## 文書の一節
************

Fig. 5 iPS細胞をBRQで処理したところ、
アネキシンVとPIの二重陽性のアポトーシス細胞が増加した。

Fig. 6 BRQはiPS細胞に選択的に細胞周期の停止を引き起こす。

5. BRQ処理でiMSCの特性は変化しない
 BRQ処理によりiMSCの特性が変化するかどうかを調べました。まずiMSCを100 nMのBRQで7日間処理し、MSCの表面マーカーであるCD105、CD90、CD73、CD44(陽性マーカー)、CD34、CD31(陰性マーカー)の発現を、セルソーターおよびRT-qPCR注9)で調べたところ、対照群と比べて変化はありませんでした(Fig. 7A-B)。また、インターフェロン-γ (IFN-γ) への反応性を、免疫調節遺伝子IDO1およびPD-L1の発現上昇で調べましたが、こちらもBRQ処理群と対照群で変化はありませんでした(Fig. 7C)。さらにiMSCの骨、軟骨、脂肪への分化能を調べましたが、こちらも7日間の BRQ処理群と対照群で違いは観察されませんでした(Fig. 7D-F)。以上から、BRQ処置によってiMSCの特性は変化しないことが示されました。

Fig. 7 BRQ処理によりiMSCの特性は変化しない

4. まとめ

 DHODH阻害剤であるBRQ処理により、iMSCから未分化iPS細胞を選択的に除去できることを示しました。この方法で処理すると、iPS細胞は細胞周期を停止し、アポトーシスを起こし、また未分化マーカーの発現が減少し、分化マーカーの発現が上昇しました。一方、同じ処理をしてもiMSCは生存し、さらに本来の特性を失わないことを示しました。

 iPS細胞から分化させた細胞を臨床応用する場合、未分化iPS細胞の混入による奇形腫形成のリスクがあります。今回の研究では、iMSCは、途中段階の細胞である神経堤細胞注10)を経由した二段階誘導法により作製されており、その過程でセルソーターによる神経堤細胞の抽出と未分化細胞の除去が行われているため、元々リスクはほとんどありません。しかし、実際の臨床応用ではマウス等の小動物を使った実験と比較して非常に大量の細胞を移植する可能性があり、その場合には腫瘍化のリスクが高まります。今後、iMSCを細胞移植治療の細胞源の一つとして利用する際に、今回の研究成果が役立ち、患者さんが安心してiMSCを使った治療を受けて頂くための一助となることが期待されます。

************

## 提供データ
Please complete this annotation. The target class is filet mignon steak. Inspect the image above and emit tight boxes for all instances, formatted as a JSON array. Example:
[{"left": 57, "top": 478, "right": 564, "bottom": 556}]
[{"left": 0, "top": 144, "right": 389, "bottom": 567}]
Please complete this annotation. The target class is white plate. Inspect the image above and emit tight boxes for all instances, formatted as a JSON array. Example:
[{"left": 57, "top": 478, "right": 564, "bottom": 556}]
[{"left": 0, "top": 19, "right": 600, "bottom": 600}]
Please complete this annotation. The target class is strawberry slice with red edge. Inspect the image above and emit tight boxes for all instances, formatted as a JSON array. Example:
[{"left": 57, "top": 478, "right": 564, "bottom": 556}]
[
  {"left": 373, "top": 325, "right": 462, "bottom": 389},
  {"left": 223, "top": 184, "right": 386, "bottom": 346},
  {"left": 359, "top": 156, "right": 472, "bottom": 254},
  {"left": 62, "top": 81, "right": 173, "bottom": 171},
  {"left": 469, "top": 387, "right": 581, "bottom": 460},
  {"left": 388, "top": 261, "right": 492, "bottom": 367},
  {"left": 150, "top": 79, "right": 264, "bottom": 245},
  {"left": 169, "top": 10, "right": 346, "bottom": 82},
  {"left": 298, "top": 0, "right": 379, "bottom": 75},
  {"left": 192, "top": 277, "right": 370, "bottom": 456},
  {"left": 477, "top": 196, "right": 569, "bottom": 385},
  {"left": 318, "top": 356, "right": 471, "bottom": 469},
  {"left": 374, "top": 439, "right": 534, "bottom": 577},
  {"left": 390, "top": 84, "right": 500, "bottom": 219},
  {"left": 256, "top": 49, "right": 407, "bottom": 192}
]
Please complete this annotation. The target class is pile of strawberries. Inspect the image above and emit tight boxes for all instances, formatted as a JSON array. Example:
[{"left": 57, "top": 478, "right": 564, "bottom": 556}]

************

## 課題の指示
iMSCの特性を扱った文書の一節で、MSCの表面マーカーとして挙げられているものは何ですか。陽性・陰性の区別を添えて、すべて列挙してください。

## 課題の出力
- CD105(陽性マーカー)
- CD90(陽性マーカー)
- CD73(陽性マーカー)
- CD44(陽性マーカー)
- CD34(陰性マーカー)
- CD31(陰性マーカー)